Point localization data:
--------

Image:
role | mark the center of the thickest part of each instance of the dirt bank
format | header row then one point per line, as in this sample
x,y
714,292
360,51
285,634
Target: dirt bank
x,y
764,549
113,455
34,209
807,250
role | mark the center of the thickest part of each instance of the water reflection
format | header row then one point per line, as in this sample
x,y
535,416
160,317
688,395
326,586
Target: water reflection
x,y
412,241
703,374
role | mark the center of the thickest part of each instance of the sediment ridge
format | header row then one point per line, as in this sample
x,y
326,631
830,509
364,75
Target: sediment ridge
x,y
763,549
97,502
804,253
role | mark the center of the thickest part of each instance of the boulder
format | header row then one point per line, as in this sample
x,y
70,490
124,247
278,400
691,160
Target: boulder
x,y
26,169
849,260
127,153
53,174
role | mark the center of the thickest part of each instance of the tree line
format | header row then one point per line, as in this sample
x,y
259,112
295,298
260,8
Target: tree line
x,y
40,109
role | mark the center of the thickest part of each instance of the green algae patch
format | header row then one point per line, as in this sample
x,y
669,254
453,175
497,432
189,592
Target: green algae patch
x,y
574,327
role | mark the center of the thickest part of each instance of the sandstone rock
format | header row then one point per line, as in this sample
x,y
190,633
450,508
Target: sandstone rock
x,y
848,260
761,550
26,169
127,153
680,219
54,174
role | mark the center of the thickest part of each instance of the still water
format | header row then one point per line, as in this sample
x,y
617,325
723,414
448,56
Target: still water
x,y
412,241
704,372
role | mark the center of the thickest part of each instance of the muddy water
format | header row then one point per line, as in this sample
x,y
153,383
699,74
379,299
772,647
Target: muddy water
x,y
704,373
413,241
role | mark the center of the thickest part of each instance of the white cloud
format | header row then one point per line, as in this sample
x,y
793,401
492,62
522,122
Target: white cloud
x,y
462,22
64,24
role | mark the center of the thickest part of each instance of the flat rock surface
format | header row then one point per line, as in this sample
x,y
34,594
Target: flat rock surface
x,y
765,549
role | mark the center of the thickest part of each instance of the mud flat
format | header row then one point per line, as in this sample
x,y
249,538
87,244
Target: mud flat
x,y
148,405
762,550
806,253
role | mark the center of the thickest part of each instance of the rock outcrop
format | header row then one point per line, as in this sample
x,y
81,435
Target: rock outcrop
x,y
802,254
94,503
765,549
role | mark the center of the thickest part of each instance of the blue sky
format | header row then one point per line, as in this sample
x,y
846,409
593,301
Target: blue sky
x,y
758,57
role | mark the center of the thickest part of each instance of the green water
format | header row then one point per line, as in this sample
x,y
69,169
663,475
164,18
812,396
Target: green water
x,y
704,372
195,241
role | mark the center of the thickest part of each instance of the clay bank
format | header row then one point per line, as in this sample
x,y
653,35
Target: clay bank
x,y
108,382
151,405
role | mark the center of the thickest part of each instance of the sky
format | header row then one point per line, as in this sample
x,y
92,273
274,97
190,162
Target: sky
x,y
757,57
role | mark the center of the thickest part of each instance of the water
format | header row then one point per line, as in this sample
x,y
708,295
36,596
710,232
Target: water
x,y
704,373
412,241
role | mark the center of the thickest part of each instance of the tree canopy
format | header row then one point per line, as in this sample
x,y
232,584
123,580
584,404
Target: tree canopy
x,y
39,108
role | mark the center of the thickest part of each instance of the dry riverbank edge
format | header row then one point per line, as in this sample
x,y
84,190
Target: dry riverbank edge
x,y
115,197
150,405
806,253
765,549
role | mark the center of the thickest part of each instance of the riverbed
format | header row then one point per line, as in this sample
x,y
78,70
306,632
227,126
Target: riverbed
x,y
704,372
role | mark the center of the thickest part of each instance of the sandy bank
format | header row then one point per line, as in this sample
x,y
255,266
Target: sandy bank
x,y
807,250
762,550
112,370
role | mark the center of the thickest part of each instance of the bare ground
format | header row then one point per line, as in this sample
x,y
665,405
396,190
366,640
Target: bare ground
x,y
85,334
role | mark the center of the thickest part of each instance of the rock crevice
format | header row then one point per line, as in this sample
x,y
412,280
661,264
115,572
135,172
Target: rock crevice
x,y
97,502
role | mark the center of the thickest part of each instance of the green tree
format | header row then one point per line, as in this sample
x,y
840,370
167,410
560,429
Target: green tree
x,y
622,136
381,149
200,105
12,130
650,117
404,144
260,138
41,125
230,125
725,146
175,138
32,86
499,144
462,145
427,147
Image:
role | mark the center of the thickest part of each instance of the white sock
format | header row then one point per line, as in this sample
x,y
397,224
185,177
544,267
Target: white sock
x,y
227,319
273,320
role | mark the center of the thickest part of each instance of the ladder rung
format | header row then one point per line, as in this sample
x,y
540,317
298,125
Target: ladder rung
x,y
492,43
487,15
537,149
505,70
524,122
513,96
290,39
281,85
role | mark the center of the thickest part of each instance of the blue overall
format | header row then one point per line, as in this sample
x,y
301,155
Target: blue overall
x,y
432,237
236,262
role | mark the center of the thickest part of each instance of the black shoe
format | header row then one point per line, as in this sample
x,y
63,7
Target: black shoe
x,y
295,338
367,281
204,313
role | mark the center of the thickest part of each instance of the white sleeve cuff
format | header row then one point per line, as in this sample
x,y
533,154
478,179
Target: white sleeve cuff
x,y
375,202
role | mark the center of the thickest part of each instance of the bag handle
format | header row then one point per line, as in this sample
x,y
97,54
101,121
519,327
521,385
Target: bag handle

--------

The task: Tally the lines in the records above that contain the word "handle", and give only that number.

Solution: 2